START RECORDS SUPPLIED
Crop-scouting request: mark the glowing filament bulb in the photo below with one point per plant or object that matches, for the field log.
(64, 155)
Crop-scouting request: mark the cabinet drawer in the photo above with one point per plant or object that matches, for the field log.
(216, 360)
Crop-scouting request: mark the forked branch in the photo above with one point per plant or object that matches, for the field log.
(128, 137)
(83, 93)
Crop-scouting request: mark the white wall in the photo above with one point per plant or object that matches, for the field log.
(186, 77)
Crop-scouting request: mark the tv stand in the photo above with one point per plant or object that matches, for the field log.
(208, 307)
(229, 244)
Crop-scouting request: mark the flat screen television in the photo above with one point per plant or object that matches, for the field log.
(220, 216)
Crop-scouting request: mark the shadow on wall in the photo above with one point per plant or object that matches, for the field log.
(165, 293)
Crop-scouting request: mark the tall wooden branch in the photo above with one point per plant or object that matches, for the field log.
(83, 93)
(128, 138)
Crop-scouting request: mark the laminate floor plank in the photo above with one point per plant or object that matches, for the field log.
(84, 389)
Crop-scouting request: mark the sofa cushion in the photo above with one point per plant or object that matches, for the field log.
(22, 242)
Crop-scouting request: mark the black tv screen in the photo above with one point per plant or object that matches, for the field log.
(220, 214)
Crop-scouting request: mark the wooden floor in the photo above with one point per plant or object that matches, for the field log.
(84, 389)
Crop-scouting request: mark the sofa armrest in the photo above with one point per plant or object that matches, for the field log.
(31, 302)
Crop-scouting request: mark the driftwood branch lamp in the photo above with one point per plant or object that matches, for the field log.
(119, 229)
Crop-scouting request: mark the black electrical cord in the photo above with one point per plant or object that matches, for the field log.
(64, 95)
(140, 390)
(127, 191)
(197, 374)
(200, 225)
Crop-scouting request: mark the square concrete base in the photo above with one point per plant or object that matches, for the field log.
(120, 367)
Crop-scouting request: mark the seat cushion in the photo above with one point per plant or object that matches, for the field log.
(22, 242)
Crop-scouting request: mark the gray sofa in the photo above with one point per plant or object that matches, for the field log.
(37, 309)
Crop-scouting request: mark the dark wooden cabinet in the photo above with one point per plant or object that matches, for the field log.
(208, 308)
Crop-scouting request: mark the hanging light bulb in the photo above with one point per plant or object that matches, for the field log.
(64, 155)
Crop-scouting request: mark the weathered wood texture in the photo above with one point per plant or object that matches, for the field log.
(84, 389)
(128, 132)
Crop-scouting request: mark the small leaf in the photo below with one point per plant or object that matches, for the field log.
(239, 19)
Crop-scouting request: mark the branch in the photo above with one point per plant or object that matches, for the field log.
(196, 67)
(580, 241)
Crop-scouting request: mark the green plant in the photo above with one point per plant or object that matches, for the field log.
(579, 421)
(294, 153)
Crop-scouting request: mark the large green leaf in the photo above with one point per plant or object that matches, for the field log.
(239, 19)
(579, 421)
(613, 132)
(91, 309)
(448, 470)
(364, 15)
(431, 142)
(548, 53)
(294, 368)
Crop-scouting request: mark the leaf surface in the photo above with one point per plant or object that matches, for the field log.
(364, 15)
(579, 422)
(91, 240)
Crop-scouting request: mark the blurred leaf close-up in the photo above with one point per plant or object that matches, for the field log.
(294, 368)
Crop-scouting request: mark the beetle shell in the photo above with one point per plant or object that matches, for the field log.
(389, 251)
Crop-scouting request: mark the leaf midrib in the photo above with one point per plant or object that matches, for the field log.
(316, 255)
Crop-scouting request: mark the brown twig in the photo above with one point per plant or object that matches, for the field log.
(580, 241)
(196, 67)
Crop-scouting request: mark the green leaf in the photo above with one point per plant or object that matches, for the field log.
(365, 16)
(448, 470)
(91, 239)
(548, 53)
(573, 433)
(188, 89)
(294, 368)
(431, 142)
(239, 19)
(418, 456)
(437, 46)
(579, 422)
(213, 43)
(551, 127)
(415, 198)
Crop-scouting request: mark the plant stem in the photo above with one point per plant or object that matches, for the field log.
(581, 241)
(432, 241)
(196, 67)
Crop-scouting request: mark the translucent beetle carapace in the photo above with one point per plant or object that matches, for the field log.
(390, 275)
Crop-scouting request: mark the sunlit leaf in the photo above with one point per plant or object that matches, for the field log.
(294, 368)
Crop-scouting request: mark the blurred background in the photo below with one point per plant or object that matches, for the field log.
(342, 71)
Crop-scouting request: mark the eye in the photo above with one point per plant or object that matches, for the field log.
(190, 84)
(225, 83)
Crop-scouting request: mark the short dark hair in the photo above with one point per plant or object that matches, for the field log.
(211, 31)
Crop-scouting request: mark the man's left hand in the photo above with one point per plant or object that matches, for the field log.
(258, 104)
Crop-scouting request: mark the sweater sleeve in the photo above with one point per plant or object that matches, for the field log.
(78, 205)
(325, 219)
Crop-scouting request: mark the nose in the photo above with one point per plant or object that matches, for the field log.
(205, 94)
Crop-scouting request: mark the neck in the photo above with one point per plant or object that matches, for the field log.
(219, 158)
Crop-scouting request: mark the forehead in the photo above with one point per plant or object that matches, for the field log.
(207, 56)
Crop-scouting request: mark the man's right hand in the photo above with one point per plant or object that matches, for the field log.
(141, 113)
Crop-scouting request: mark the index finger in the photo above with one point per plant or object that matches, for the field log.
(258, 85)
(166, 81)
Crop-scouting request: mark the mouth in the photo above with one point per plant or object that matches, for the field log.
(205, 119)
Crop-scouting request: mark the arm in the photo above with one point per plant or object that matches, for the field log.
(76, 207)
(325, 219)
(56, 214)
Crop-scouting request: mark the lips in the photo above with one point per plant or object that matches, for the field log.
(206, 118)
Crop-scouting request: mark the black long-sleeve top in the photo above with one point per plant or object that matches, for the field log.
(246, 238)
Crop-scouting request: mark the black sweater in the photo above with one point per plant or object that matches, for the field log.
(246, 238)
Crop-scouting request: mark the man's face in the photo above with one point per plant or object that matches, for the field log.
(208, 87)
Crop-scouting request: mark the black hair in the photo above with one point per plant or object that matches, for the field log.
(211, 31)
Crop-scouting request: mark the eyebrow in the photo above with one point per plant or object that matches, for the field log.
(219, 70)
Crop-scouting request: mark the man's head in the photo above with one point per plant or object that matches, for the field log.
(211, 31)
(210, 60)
END RECORDS SUPPLIED
◆ TASK BRIEF
Each line from the one that includes "Crop-scouting request: mark the man's left" down to the close of the records above is to be given again exactly, and no other line is to appear.

◆ SOLUTION FOR THIS PROBLEM
Crop-scouting request: mark the man's left hand in the photo above with one point per plant or object that matches, for the field log.
(258, 104)
Crop-scouting request: mark the sweater sleeve in the photo above with one point per plant or object that matches, for the field log.
(78, 205)
(325, 219)
Crop-scouting request: mark the nose in the photo above with one point per plant or object that matches, for the field log.
(205, 94)
Crop-scouting request: mark the neck in the photo above with one point per plant or object that matches, for the field log.
(219, 158)
Crop-scouting request: mark the forehead in the photo above with one point per plant or object that matches, for the field log.
(207, 56)
Crop-scouting request: mark the man's right hand in the photo above with one point per plant or object that matches, for the field log.
(141, 113)
Crop-scouting request: mark the index finger in the photo above with one point per plant or object that matches, for the field log.
(258, 85)
(166, 81)
Crop-scouting request: mark the mouth in the photo above with one point per plant or object that matches, for the field log.
(205, 119)
Crop-scouting request: mark the arm in the photo above with one point per plant or object that matches, for the field log.
(76, 207)
(325, 219)
(56, 214)
Crop-scouting request: mark the lips in the photo above with one point per plant or object that matches, for the field log.
(206, 118)
Crop-scouting request: mark the black long-sleeve top in the photo above with one point per plant or object that matches, for the field log.
(246, 238)
Crop-scouting request: mark the black sweater in the photo above with one point per plant or object that matches, for the field log.
(246, 238)
Crop-scouting request: mark the man's face in the photo above with one point per plant or object that matches, for the field log.
(208, 87)
Crop-scouting request: mark the black hair in the photo above with one point per plant or object that matches, for the field log.
(211, 31)
Crop-scouting request: mark the eyebrow in the photo above with one point per plant or object that matches, for the field log.
(219, 70)
Crop-scouting request: mark the man's head in the photo above with one point per plant or object that matches, for the field log.
(211, 31)
(210, 60)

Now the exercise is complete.